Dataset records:
┄┄┄┄┄┄┄┄┄┄
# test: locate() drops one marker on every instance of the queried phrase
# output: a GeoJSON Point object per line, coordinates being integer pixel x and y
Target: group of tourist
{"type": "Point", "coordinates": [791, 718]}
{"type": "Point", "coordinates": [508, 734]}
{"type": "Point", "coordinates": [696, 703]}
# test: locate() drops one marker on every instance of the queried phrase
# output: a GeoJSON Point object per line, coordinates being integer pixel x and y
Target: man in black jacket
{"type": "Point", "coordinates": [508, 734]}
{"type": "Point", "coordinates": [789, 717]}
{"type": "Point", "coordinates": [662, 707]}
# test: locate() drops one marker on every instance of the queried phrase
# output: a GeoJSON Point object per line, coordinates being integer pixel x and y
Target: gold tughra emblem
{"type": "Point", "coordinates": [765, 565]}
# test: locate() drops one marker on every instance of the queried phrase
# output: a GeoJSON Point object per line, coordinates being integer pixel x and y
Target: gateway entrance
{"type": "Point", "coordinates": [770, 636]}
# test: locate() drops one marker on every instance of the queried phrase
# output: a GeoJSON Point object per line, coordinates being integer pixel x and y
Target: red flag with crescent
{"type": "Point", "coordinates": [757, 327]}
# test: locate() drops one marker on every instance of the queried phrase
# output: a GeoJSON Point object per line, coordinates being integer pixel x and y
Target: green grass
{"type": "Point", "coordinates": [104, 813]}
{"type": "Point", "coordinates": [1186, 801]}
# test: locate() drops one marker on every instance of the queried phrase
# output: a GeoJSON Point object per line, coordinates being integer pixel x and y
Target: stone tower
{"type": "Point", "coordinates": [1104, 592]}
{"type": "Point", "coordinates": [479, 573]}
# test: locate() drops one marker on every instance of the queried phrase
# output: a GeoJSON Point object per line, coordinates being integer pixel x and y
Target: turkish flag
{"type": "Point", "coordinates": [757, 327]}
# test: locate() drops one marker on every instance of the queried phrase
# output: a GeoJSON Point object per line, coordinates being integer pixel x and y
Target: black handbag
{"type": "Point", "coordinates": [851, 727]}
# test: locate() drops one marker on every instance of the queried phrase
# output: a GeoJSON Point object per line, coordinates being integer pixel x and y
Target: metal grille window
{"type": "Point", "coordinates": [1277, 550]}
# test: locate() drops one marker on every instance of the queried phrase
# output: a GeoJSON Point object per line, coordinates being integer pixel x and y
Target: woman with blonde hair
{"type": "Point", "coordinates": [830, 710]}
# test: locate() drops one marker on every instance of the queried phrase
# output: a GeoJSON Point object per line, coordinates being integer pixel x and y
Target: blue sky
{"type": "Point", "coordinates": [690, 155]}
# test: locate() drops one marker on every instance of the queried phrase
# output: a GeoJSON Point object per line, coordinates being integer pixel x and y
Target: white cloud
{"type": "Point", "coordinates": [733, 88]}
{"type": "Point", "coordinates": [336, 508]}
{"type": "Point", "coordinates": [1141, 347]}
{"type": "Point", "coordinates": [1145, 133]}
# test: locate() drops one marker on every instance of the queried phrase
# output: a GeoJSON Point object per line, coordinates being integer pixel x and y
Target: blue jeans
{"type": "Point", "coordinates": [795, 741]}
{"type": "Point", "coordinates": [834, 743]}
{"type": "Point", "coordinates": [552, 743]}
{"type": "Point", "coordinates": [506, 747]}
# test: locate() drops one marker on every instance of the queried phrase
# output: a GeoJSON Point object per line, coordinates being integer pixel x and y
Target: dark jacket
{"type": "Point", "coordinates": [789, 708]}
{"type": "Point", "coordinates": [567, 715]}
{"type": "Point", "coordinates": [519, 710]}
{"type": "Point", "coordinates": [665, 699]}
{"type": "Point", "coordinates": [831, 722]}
┄┄┄┄┄┄┄┄┄┄
> [EXERCISE REQUIREMENTS]: Print out every entry, keeping each one exact.

> [EXERCISE ANSWER]:
# test: locate() drops one marker on every instance of the queried phrase
# output: a GeoJSON Point object per line, coordinates being integer pixel x and y
Target: group of tourist
{"type": "Point", "coordinates": [791, 718]}
{"type": "Point", "coordinates": [508, 734]}
{"type": "Point", "coordinates": [696, 703]}
# test: locate() drops one marker on every instance of the queried phrase
# output: a GeoJSON Point object per line, coordinates being integer pixel x and y
Target: man in black jacket
{"type": "Point", "coordinates": [508, 734]}
{"type": "Point", "coordinates": [789, 717]}
{"type": "Point", "coordinates": [662, 707]}
# test: locate() drops one marker on every instance of the queried phrase
# output: a GeoJSON Point object per line, coordinates being integer pixel x and y
Target: gold tughra emblem
{"type": "Point", "coordinates": [765, 565]}
# test: locate() drops one marker on every instance of the queried phrase
# output: a GeoJSON Point object per line, coordinates being integer pixel x and y
Target: gateway entrance
{"type": "Point", "coordinates": [770, 636]}
# test: locate() drops one marker on every instance of the queried phrase
# output: a GeoJSON Point object per line, coordinates being integer pixel x and y
Target: red flag with crescent
{"type": "Point", "coordinates": [757, 327]}
# test: locate() drops one marker on every instance of the queried phrase
# output: a GeoJSON Point object per line, coordinates being integer pixel x and y
Target: green grass
{"type": "Point", "coordinates": [104, 813]}
{"type": "Point", "coordinates": [1186, 801]}
# test: locate() drops one marker on every instance of the queried phrase
# output: a GeoJSON Point object per line, coordinates being integer pixel x and y
Target: stone tower
{"type": "Point", "coordinates": [1104, 592]}
{"type": "Point", "coordinates": [479, 573]}
# test: locate() drops one marker on every instance of the queried phrase
# output: a GeoJSON Point object per line, coordinates being integer pixel x and y
Target: turkish flag
{"type": "Point", "coordinates": [757, 327]}
# test: locate() drops one marker on every instance of the queried phrase
# output: a GeoJSON Point object per line, coordinates being integer pixel x and y
Target: black handbag
{"type": "Point", "coordinates": [851, 727]}
# test: locate() drops one marker on every instance of the queried phrase
# output: a GeoJSON Point object per line, coordinates being integer pixel x and y
Target: metal grille window
{"type": "Point", "coordinates": [1277, 550]}
# test: locate() drops one marker on every instance of the queried phrase
# output: a GeoJSON Point object per line, coordinates being integer pixel x and y
Target: woman with blonde hair
{"type": "Point", "coordinates": [830, 710]}
# test: locate() drops one marker on every instance of the queried phrase
# output: a GeoJSON Point object per line, coordinates being integer pixel x and y
Target: blue sky
{"type": "Point", "coordinates": [690, 155]}
# test: locate() drops one marker on every instance of the queried phrase
# output: a GeoJSON Point object per line, coordinates being integer pixel x and y
Target: white cloud
{"type": "Point", "coordinates": [733, 88]}
{"type": "Point", "coordinates": [336, 508]}
{"type": "Point", "coordinates": [1141, 347]}
{"type": "Point", "coordinates": [1145, 133]}
# test: locate() drops one marker on every instance of the queried phrase
# output: a GeoJSON Point object per line, coordinates being integer pixel x and y
Target: blue jeans
{"type": "Point", "coordinates": [795, 741]}
{"type": "Point", "coordinates": [834, 743]}
{"type": "Point", "coordinates": [552, 743]}
{"type": "Point", "coordinates": [506, 747]}
# test: locate() drops one marker on every instance of the queried phrase
# output: a GeoJSON Point object per line, coordinates being integer pixel x and y
Target: dark jacket
{"type": "Point", "coordinates": [789, 708]}
{"type": "Point", "coordinates": [567, 715]}
{"type": "Point", "coordinates": [519, 710]}
{"type": "Point", "coordinates": [665, 699]}
{"type": "Point", "coordinates": [831, 722]}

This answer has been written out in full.